start Exercise materials
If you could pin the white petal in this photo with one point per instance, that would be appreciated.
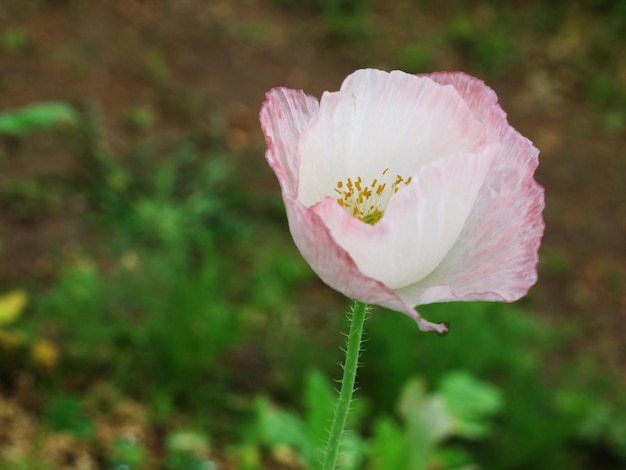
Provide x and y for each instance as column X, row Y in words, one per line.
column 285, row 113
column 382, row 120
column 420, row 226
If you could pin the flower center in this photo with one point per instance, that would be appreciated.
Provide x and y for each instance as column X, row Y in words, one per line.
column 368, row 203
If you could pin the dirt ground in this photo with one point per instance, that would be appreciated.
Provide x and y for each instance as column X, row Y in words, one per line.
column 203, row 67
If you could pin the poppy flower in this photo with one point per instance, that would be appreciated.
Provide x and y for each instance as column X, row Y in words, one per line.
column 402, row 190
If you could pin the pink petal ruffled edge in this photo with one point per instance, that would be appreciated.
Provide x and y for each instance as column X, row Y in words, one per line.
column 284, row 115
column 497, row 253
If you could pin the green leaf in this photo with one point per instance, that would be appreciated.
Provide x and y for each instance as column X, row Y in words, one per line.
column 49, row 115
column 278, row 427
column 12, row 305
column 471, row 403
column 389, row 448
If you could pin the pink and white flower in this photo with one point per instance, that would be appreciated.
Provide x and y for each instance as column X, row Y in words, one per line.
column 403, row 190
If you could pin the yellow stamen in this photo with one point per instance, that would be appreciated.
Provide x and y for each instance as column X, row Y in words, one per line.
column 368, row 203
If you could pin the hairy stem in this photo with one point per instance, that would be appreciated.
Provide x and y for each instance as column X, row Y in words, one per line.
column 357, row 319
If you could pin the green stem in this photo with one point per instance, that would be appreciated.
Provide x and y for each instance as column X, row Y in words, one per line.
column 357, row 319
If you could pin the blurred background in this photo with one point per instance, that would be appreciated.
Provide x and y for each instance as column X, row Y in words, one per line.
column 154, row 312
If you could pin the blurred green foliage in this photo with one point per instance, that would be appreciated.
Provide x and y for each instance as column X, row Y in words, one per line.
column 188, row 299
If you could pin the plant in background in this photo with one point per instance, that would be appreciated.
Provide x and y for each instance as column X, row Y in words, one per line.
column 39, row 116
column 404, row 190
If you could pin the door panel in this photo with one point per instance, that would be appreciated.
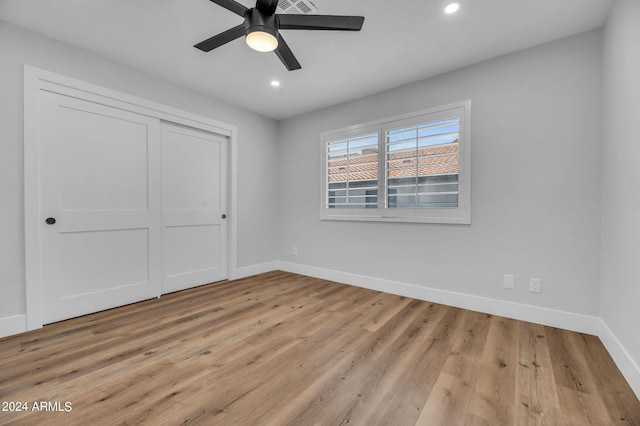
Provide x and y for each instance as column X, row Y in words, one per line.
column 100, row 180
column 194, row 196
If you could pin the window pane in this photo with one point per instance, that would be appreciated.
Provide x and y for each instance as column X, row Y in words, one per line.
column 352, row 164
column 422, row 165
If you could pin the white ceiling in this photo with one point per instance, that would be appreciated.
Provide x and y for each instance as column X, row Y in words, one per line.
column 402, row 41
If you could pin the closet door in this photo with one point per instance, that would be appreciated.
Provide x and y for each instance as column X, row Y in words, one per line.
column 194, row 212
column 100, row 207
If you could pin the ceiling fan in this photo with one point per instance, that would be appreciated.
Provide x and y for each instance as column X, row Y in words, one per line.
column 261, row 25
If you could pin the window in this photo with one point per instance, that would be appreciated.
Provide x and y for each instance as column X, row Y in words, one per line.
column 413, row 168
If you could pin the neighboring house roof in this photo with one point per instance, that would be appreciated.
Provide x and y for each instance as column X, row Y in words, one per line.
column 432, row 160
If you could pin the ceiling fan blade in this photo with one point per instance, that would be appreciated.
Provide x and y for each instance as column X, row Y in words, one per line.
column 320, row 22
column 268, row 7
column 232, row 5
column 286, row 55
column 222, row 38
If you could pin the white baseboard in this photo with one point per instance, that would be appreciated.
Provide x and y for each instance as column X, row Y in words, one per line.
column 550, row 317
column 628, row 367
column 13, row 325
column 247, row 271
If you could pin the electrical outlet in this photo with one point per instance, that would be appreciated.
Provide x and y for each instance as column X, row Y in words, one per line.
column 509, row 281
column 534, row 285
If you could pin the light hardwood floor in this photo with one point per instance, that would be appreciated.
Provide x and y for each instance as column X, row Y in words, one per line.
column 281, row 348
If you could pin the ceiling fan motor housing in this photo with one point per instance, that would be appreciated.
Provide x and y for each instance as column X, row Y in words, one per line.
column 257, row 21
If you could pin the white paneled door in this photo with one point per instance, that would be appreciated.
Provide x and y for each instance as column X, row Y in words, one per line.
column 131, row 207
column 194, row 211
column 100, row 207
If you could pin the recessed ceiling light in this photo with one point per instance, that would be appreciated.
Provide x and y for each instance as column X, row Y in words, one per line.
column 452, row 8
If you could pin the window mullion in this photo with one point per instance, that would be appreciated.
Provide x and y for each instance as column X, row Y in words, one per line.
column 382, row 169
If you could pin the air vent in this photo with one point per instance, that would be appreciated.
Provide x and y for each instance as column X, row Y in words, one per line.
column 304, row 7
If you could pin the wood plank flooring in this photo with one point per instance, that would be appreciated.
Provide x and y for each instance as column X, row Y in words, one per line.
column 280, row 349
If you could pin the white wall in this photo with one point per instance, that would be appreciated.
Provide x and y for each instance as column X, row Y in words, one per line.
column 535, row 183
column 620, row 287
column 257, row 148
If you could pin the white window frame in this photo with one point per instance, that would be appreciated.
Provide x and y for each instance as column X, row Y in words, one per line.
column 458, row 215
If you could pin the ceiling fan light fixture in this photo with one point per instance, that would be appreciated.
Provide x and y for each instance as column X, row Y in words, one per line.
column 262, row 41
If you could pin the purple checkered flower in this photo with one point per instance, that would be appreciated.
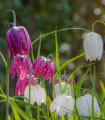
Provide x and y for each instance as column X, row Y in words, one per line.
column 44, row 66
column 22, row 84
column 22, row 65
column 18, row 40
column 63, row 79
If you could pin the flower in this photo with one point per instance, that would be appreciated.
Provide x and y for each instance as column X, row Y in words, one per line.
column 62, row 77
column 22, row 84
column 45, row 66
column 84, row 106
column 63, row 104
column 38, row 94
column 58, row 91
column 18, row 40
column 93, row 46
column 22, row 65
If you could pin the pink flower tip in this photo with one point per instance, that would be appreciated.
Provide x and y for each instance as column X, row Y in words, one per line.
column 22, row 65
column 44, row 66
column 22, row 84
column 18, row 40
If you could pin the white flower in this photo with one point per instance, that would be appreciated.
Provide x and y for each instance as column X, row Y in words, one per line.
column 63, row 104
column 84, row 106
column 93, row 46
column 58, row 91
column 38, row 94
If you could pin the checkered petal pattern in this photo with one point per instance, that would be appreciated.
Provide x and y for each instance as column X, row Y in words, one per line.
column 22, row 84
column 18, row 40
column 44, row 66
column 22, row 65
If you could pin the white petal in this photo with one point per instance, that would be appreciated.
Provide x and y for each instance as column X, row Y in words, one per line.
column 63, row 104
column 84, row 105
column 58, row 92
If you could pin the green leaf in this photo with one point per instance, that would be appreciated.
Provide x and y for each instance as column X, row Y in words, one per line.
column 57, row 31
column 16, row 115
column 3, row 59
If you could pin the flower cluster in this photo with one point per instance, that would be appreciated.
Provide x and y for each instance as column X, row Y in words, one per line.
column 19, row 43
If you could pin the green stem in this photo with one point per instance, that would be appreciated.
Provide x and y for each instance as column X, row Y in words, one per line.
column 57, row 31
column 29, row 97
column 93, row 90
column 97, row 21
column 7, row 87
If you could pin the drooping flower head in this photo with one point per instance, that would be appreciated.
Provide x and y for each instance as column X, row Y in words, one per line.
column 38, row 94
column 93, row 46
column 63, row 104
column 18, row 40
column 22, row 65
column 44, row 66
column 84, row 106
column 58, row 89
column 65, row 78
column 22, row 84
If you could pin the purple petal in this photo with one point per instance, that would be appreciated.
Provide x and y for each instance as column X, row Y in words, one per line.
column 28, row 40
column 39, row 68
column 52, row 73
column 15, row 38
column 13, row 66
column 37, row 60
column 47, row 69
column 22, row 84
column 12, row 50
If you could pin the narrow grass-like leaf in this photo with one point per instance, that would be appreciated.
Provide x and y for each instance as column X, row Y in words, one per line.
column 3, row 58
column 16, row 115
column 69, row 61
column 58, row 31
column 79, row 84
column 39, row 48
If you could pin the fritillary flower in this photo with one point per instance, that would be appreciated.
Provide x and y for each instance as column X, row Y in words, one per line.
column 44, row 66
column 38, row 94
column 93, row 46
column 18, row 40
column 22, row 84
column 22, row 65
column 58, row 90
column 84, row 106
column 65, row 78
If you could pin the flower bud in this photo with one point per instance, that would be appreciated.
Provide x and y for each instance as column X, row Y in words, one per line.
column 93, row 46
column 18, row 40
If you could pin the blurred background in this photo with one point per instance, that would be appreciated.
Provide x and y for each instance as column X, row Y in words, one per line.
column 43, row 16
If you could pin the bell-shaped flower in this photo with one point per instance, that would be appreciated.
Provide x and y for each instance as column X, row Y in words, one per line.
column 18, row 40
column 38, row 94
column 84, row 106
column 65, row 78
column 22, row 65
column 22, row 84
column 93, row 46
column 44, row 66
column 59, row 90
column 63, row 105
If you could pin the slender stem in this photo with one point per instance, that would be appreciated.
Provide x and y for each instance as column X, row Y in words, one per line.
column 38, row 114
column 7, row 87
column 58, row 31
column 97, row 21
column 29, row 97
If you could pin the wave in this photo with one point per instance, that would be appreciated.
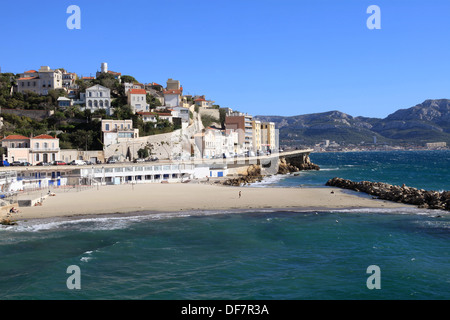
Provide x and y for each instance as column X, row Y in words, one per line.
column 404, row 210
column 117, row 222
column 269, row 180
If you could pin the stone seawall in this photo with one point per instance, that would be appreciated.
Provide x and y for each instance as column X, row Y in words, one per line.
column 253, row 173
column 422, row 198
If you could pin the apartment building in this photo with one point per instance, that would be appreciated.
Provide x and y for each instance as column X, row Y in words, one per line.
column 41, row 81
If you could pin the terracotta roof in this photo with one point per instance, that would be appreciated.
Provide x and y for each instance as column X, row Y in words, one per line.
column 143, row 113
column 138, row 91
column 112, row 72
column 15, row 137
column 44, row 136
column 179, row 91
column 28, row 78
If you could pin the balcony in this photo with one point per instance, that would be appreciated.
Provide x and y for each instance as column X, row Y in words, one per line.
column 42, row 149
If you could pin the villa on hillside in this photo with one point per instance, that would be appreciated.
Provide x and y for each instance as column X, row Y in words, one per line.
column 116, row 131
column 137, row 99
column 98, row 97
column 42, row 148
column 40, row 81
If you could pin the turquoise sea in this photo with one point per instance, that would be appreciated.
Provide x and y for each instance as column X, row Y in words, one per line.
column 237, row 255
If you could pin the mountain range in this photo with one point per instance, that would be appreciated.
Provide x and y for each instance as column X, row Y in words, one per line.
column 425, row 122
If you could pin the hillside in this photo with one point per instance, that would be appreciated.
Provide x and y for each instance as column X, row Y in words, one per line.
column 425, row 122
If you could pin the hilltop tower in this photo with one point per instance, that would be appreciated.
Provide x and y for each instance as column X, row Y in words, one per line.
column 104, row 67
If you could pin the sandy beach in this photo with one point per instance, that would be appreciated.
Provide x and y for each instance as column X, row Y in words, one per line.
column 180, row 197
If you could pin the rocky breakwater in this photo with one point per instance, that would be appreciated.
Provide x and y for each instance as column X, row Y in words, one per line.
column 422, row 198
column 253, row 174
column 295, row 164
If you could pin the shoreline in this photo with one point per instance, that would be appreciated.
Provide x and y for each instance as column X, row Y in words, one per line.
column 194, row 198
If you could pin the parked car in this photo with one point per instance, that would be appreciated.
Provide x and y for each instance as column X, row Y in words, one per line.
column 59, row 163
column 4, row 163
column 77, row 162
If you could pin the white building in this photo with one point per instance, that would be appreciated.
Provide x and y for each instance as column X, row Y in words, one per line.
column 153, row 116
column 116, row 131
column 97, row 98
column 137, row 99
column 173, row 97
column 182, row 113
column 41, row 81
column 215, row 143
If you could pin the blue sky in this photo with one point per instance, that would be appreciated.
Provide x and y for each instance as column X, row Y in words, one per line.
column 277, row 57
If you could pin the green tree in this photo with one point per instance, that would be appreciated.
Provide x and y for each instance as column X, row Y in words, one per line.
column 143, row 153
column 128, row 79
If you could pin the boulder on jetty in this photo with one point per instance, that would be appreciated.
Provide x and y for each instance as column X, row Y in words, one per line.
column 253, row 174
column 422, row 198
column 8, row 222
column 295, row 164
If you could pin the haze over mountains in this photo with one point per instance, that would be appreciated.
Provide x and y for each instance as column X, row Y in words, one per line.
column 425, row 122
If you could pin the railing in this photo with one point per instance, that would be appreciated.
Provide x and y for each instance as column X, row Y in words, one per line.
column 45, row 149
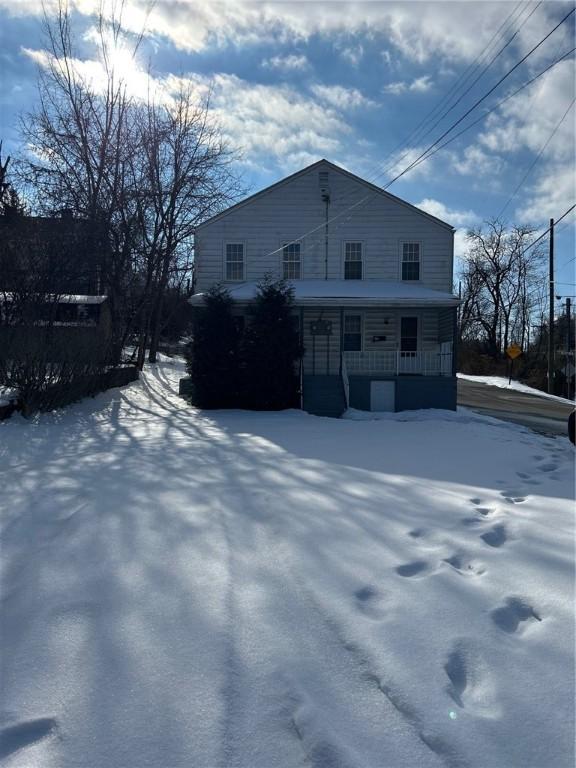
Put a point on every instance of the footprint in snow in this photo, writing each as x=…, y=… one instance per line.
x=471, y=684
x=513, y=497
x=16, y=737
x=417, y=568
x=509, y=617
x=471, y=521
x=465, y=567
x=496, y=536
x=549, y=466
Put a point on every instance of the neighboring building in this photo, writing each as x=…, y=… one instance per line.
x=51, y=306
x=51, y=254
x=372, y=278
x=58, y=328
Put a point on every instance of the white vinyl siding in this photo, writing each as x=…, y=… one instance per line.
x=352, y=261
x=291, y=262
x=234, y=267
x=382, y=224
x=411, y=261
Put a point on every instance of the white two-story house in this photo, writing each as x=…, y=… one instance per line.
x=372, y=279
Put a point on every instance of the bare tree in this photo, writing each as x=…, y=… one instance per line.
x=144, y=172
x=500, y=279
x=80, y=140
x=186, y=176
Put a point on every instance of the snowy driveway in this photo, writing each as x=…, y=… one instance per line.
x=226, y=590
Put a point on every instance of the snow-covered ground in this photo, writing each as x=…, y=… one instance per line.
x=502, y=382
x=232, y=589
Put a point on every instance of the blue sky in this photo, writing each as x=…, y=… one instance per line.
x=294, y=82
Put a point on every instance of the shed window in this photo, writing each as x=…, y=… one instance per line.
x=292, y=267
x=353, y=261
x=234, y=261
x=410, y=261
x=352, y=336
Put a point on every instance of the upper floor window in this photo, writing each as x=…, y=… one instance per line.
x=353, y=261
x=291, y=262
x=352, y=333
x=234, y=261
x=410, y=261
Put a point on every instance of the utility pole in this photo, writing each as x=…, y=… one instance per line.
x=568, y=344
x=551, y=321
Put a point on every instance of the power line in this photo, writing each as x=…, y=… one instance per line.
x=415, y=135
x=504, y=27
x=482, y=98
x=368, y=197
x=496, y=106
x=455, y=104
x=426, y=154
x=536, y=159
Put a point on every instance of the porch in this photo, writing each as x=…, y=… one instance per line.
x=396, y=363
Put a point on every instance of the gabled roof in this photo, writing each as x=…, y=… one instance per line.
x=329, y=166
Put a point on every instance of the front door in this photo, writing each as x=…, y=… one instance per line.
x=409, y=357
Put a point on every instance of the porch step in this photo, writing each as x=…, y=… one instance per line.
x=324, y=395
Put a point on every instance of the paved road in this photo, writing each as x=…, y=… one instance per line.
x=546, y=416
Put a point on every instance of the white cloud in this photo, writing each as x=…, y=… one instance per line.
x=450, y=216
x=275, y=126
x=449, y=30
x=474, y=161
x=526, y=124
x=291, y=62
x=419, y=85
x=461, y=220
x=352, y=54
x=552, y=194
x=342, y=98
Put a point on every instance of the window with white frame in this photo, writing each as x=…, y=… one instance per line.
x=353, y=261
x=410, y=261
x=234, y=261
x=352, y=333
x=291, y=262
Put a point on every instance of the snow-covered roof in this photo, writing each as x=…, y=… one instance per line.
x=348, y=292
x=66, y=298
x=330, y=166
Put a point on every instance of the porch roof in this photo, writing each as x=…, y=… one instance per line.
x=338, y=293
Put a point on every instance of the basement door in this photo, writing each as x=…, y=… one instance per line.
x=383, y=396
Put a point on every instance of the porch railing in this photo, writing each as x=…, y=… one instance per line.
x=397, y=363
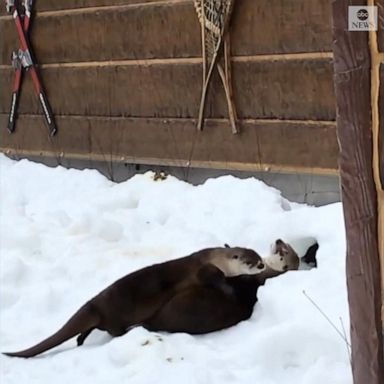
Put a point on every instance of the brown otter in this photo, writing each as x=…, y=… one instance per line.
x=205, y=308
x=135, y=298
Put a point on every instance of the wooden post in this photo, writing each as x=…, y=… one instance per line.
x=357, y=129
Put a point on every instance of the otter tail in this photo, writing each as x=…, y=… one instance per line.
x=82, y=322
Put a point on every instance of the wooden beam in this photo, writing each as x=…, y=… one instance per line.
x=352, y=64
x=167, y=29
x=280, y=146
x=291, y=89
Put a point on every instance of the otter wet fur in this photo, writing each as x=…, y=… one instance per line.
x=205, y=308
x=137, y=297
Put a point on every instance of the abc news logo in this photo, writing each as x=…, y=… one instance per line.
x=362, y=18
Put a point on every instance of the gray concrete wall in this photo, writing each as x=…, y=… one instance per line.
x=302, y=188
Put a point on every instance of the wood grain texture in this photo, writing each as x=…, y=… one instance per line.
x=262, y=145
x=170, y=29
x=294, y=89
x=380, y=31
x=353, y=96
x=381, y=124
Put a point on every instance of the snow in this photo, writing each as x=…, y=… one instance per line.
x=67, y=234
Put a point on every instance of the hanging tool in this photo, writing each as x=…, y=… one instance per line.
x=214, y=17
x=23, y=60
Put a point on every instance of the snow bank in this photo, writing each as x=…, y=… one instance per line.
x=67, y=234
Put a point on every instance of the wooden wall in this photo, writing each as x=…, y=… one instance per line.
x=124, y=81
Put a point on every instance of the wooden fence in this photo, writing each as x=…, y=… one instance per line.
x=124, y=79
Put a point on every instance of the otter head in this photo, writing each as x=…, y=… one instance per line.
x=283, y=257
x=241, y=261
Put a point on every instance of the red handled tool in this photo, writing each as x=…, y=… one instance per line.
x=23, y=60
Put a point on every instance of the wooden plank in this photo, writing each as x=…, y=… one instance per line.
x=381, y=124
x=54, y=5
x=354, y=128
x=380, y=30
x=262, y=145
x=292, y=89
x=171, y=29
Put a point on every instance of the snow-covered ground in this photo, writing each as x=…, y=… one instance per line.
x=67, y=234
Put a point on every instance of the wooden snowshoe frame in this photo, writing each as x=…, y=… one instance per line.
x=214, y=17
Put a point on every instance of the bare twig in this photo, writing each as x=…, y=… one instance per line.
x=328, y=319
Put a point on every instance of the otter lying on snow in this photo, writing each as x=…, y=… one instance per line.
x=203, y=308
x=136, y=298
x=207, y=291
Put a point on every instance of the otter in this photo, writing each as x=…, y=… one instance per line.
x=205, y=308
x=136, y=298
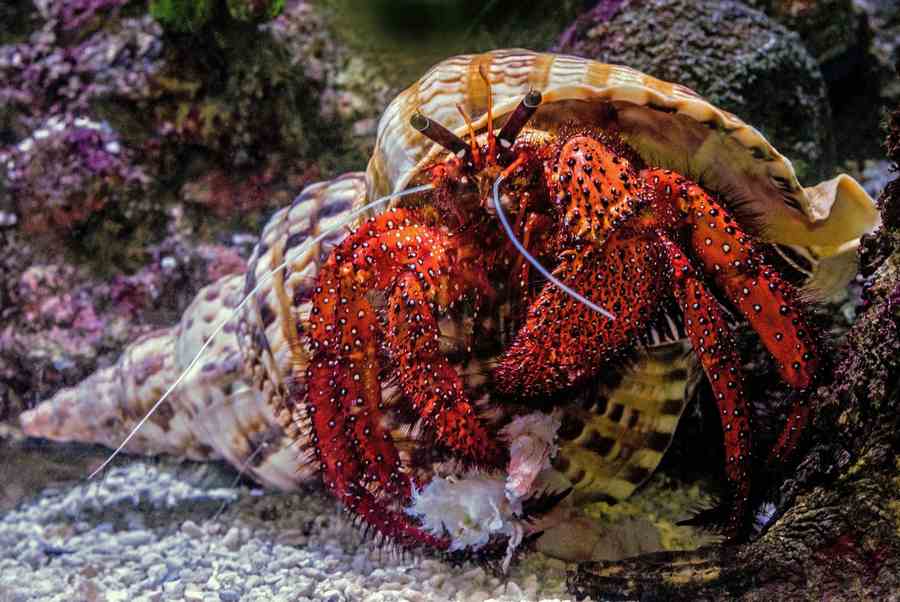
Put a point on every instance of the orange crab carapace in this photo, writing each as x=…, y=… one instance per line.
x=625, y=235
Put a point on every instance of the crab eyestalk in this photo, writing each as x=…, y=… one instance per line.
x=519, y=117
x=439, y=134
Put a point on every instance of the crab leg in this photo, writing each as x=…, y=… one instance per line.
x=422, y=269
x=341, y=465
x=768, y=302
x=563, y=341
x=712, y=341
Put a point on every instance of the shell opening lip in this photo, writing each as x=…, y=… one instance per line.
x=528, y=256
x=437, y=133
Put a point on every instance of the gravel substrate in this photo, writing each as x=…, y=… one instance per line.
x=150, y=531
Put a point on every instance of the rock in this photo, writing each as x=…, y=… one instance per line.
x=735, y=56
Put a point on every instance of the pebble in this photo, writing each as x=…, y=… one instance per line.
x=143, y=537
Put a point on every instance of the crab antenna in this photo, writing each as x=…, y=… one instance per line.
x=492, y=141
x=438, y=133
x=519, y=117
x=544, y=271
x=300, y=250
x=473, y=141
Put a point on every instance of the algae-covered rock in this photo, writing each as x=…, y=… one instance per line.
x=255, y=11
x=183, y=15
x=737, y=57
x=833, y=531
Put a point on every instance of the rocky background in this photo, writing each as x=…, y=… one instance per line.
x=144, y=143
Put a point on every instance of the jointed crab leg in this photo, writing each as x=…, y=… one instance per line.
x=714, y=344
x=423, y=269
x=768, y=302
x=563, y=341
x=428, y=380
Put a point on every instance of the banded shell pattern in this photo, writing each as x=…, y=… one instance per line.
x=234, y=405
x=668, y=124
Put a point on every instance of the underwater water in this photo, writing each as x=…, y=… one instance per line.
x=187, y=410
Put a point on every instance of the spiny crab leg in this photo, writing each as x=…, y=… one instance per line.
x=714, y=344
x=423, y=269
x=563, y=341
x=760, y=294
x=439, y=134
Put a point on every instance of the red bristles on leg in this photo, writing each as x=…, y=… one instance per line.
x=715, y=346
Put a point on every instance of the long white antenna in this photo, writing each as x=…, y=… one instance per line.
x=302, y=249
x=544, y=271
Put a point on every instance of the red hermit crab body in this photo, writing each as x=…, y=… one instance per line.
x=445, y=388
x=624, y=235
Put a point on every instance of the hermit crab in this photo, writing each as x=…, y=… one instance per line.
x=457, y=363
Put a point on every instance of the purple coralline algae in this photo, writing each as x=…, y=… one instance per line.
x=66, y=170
end Exercise materials
▶ **Request**
Reproduce only those lines of the entries above that run from the line with "Put a point on every instance of the banded" to the final line.

▶ **Task output**
Put a point on every instance of the banded shell pattern in this photo, writing each as x=…, y=… one instance per line.
x=234, y=405
x=668, y=124
Put a point on every instance of the underwater water in this photo, writing each as x=…, y=… one instance per line.
x=187, y=410
Put a point on every instance of the spiny crab leg in this photo, writing each as x=…, y=… one instance per line.
x=714, y=344
x=423, y=269
x=563, y=341
x=760, y=294
x=439, y=134
Put a point on every instance of the red bristles on leg in this photo, writing each as x=…, y=… one instance per line.
x=715, y=346
Put a point on every instance of the long white antenna in this photo, writing each as x=…, y=… one instance per line.
x=302, y=249
x=544, y=271
Put a point on every instance of the red hermit crab body in this photo, writing each as x=…, y=… one instance per line.
x=445, y=388
x=624, y=235
Put a point on every instance of the hermit crab in this photo, writing each as x=…, y=… one instance per line.
x=457, y=363
Put a point on every instance of the purple coralline algae in this photo, writing each as x=…, y=… one instance per line.
x=66, y=170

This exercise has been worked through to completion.